Activity: Would you write out all of the data exactly as it appears below?

Listed records:
* * * * * * *

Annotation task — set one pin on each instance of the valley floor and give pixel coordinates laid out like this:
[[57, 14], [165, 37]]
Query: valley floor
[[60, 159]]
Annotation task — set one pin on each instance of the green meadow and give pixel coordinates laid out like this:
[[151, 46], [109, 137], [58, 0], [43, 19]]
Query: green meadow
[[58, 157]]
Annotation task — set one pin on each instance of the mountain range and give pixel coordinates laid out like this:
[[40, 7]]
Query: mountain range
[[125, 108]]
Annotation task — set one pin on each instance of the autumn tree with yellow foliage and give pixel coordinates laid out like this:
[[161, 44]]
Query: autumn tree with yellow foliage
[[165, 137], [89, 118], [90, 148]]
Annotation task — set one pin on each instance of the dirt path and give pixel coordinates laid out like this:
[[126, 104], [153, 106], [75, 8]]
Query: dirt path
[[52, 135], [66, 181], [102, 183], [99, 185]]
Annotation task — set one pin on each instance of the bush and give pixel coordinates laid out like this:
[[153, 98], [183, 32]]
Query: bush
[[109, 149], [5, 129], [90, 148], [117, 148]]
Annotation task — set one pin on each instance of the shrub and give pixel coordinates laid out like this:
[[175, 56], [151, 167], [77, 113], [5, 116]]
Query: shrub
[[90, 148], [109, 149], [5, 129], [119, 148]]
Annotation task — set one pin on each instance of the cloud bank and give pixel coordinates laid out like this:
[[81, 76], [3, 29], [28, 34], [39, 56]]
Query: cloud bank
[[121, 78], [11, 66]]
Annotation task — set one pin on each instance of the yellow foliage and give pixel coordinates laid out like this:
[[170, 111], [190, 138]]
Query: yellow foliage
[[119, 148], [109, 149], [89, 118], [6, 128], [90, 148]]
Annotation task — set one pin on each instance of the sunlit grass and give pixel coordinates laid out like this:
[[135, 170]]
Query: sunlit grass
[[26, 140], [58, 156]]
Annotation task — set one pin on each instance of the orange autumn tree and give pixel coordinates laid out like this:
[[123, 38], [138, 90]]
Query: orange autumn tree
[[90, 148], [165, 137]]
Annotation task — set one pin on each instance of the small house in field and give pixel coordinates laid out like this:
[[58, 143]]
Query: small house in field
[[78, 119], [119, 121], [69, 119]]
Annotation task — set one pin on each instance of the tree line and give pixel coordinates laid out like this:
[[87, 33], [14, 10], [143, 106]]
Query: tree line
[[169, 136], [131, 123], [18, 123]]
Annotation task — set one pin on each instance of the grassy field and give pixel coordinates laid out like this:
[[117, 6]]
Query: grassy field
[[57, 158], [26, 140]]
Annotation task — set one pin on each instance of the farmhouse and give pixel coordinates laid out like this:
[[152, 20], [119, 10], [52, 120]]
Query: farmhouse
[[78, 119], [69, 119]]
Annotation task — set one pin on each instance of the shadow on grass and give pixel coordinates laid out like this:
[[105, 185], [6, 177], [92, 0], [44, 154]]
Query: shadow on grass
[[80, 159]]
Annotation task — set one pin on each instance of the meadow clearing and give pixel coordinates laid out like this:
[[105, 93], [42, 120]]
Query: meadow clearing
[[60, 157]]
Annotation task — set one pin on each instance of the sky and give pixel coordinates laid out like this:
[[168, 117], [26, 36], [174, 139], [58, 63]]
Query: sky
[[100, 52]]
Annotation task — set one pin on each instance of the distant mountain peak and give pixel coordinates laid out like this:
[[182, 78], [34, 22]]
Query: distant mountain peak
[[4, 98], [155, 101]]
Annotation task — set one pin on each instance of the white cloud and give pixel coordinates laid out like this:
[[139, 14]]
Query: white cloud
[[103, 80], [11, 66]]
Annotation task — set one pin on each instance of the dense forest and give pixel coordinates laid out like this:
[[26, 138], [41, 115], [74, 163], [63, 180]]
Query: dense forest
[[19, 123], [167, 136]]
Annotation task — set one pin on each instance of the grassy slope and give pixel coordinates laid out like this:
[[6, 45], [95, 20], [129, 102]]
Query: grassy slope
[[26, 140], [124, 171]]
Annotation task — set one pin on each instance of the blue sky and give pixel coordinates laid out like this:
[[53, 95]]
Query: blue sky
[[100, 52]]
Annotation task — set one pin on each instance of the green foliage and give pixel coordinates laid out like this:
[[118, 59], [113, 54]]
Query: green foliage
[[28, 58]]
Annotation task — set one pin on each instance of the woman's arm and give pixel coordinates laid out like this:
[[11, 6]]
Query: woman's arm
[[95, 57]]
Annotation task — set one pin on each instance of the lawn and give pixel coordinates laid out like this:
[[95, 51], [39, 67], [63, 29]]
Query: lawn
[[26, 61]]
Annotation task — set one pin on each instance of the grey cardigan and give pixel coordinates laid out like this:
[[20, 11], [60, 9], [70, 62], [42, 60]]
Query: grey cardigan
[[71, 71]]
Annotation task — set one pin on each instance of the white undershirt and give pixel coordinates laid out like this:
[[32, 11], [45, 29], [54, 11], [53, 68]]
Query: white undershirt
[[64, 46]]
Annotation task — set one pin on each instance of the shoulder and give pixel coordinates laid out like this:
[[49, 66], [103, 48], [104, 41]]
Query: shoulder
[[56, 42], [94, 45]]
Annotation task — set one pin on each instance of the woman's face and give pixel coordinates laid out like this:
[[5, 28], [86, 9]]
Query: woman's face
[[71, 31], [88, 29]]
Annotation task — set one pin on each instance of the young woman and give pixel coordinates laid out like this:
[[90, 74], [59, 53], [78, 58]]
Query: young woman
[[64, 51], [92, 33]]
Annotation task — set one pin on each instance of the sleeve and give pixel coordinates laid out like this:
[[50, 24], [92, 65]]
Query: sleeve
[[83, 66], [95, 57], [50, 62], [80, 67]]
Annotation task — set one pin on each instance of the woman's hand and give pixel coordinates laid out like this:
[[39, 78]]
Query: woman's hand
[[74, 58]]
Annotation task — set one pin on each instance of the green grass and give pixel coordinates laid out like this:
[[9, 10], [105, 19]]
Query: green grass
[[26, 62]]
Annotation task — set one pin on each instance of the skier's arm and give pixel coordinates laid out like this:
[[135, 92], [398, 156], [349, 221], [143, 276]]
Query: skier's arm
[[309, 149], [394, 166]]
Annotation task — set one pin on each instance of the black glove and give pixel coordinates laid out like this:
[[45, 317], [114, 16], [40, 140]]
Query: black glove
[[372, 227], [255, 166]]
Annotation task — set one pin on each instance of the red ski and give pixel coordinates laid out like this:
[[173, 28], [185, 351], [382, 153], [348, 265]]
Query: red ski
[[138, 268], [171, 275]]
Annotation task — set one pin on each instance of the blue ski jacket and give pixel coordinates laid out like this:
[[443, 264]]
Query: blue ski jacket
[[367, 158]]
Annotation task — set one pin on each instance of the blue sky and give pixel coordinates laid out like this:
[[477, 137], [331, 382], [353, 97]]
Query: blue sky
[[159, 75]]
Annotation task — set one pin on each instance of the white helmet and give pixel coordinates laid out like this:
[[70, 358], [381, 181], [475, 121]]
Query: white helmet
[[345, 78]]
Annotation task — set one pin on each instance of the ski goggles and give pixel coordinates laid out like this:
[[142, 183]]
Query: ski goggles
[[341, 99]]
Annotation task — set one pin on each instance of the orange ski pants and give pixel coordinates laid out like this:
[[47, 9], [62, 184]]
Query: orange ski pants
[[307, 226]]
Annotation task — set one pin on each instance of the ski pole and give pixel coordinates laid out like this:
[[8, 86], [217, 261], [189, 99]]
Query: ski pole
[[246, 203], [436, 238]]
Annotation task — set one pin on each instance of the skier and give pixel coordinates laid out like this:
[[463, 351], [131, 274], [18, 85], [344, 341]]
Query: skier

* * * * * * *

Task output:
Annotation task — set one pin on each instance of the valley floor and give pixel coordinates laid out like this:
[[57, 14], [165, 37]]
Query: valley floor
[[60, 159]]
Annotation task — set one pin on each instance of the green meadow and give pixel coordinates laid out like this:
[[151, 46], [109, 137], [58, 0], [43, 19]]
Query: green meadow
[[58, 157]]
Annotation task — set one pin on each instance of the mountain range and give pixel coordinates laid out like this:
[[40, 7]]
Query: mountain range
[[125, 108]]
Annotation task — set one pin on each instance of the autumn tree with yellow foliage and give pixel coordinates laid out like this:
[[161, 44]]
Query: autumn tree with yellow foliage
[[165, 137], [89, 118], [90, 148]]
Annotation task — set one pin on each instance of the dirt path and give pixel coordinates laid out like this:
[[126, 104], [153, 106], [75, 8]]
Query: dirt path
[[52, 135], [66, 181], [102, 183], [99, 185]]
Annotation task — set one pin on each instance of the bush and give pixel coordinates laid out like this:
[[153, 98], [183, 32]]
Query: bush
[[109, 149], [5, 129], [90, 148], [117, 148]]
Annotation task — set one pin on each instance of the shrub and give pixel coordinates laid out like this:
[[175, 56], [151, 167], [77, 113], [5, 116]]
Query: shrub
[[90, 148], [109, 149], [5, 129], [119, 148]]
Annotation task — set one pin on each instance of the cloud bank and give pixel coordinates laid out like this:
[[81, 76], [3, 29], [28, 34], [39, 56]]
Query: cloud bank
[[121, 78], [11, 66]]
Annotation task — set one pin on each instance of the yellow foliage and give pixel coordinates laid out like this:
[[170, 111], [190, 138]]
Query: yellow foliage
[[119, 148], [109, 149], [89, 118], [6, 128], [90, 148]]
Annotation task — set one pin on each instance of the sunlit grass and give pixel coordinates laid out like this:
[[135, 170]]
Query: sunlit grass
[[26, 140], [58, 156]]
Annotation task — set one pin on each instance of the orange autumn tree and give pixel coordinates laid out like this:
[[123, 38], [138, 90]]
Query: orange autumn tree
[[90, 148], [165, 137]]
Annotation task — set one pin on each instance of the small house in field and give pixel coordinates laid out like this:
[[58, 143]]
Query: small house in field
[[78, 119], [119, 121], [69, 119]]
Annotation task — set one pin on each instance of the tree line and give pixel coordinates laid out like this:
[[87, 33], [14, 10], [143, 106]]
Query: tree line
[[169, 136], [131, 123], [18, 123]]
Annotation task — set one pin on each instance of the grassy field and give pixel coordinates laid out like this:
[[117, 6]]
Query: grassy field
[[57, 158], [26, 140]]
Annotation task — set one pin on each instance of the farmhouse and give pixel coordinates laid out like this:
[[152, 20], [119, 10], [52, 120]]
Query: farmhouse
[[78, 119], [69, 119]]
Annotation task — set one pin on each instance of the shadow on grass and give pixel coordinates laid out like this:
[[105, 185], [6, 177], [92, 0], [44, 154]]
Query: shadow on grass
[[80, 159]]
Annotation task — set one pin on each instance of the meadow clearing and give pixel coordinates laid out like this:
[[105, 93], [42, 120]]
Query: meadow clearing
[[60, 157]]
Annotation task — set one pin on each instance of the sky and give pixel coordinates laid out like this:
[[168, 117], [26, 36], [174, 139], [58, 63]]
Query: sky
[[100, 52]]
Annotation task — set one pin on each instance of the distant mountain peak and give pixel coordinates laid out like this:
[[182, 78], [34, 22]]
Query: distant mountain peak
[[4, 98], [155, 101]]
Annotation task — set one pin on each instance of the white cloud and give pixel coordinates laid out like this:
[[139, 14]]
Query: white cloud
[[103, 80], [11, 66]]
Annotation task — set one pin on each instance of the dense forest and give pixel coordinates laid out like this:
[[26, 138], [41, 115], [74, 163], [63, 180]]
Query: dense forest
[[19, 123], [167, 136]]
Annotation task — set one pin on each instance of the grassy slope and give pixel coordinates laid out like this:
[[6, 45], [95, 20], [129, 102]]
Query: grassy slope
[[26, 140], [124, 171]]
Annotation task — set one pin on each instance of the blue sky and give pixel coordinates laid out like this:
[[53, 95]]
Query: blue sky
[[100, 52]]
Annotation task — set one pin on each instance of the green foliage and give pixel coordinates laid out like this:
[[118, 59], [113, 54]]
Query: green foliage
[[28, 58]]
Annotation task — set one pin on each instance of the woman's arm and give pixel coordinates laid out like this:
[[11, 6]]
Query: woman's arm
[[95, 57]]
Annotation task — set one pin on each instance of the lawn and give pixel coordinates laid out like this:
[[95, 51], [39, 67], [63, 29]]
Query: lawn
[[26, 61]]
Annotation task — set one pin on each instance of the grey cardigan and give pixel coordinates laid out like this:
[[20, 11], [60, 9], [70, 62], [42, 60]]
Query: grey cardigan
[[71, 71]]
Annotation task — set one pin on each instance of the white undershirt and give pixel coordinates laid out like this:
[[32, 11], [45, 29], [54, 11], [53, 68]]
Query: white undershirt
[[64, 46]]
Annotation task — set one pin on each instance of the shoulder and give pixel coordinates laid out like this:
[[49, 66], [103, 48], [104, 41]]
Query: shoulder
[[56, 42], [94, 45]]
Annotation task — set one pin on each instance of the woman's face and give pixel coordinates laid out like this:
[[5, 28], [86, 9]]
Query: woman's face
[[71, 31], [88, 29]]
Annotation task — set one pin on each instance of the young woman and give pixel coordinates laid out like this:
[[90, 74], [59, 53], [78, 58]]
Query: young woman
[[64, 51], [92, 33]]
Annotation task — set one pin on each instance of the sleeve and give pixel coordinates laid out like this:
[[50, 24], [92, 65]]
Query: sleeve
[[83, 66], [95, 57], [50, 62], [80, 67]]
Annotation task — set one pin on each instance of the woman's hand and give pixel coordinates laid out like this:
[[39, 78]]
Query: woman's hand
[[74, 58]]
Annotation task — set one pin on each instance of the green grass and give pixel coordinates laid out like this:
[[9, 10], [105, 19]]
Query: green grass
[[26, 62]]
Annotation task — set one pin on each instance of the skier's arm and give pixel coordinates laid out like this:
[[135, 92], [398, 156], [349, 221], [143, 276]]
Query: skier's arm
[[309, 149], [394, 166]]
Annotation task — set one pin on each instance of the black glove and give pixel coordinates laid out like this:
[[45, 317], [114, 16], [40, 140]]
Query: black glove
[[372, 227], [255, 166]]
Annotation task — set one pin on each instance of the red ski and give pixel coordinates laid out like this:
[[173, 28], [185, 351], [382, 153], [348, 265]]
Query: red ski
[[138, 268], [171, 275]]
Annotation task — set one pin on each instance of the blue ski jacket and give pixel coordinates laid out like this:
[[443, 264]]
Query: blue ski jacket
[[367, 158]]
Annotation task — set one pin on each instance of the blue sky and give pixel coordinates laid out like this:
[[477, 137], [331, 382], [353, 97]]
Query: blue sky
[[159, 75]]
Annotation task — set one pin on each instance of the white helmet and give pixel coordinates laid out like this:
[[70, 358], [381, 181], [475, 121]]
Query: white helmet
[[345, 78]]
Annotation task — set one pin on each instance of the ski goggles and give pixel coordinates laid out like this:
[[142, 183]]
Query: ski goggles
[[341, 99]]
Annotation task — set one pin on each instance of the orange ski pants and give pixel coordinates laid out like this:
[[47, 9], [62, 184]]
Query: orange ski pants
[[307, 226]]
Annotation task — set one pin on each instance of the ski pole and give pixel coordinates laid out like this:
[[8, 86], [217, 261], [189, 99]]
Query: ski pole
[[246, 203], [436, 238]]
Annotation task — set one pin on each instance of the skier and give pixel coordinates laid out like this:
[[463, 351], [131, 274], [18, 85], [344, 341]]
Query: skier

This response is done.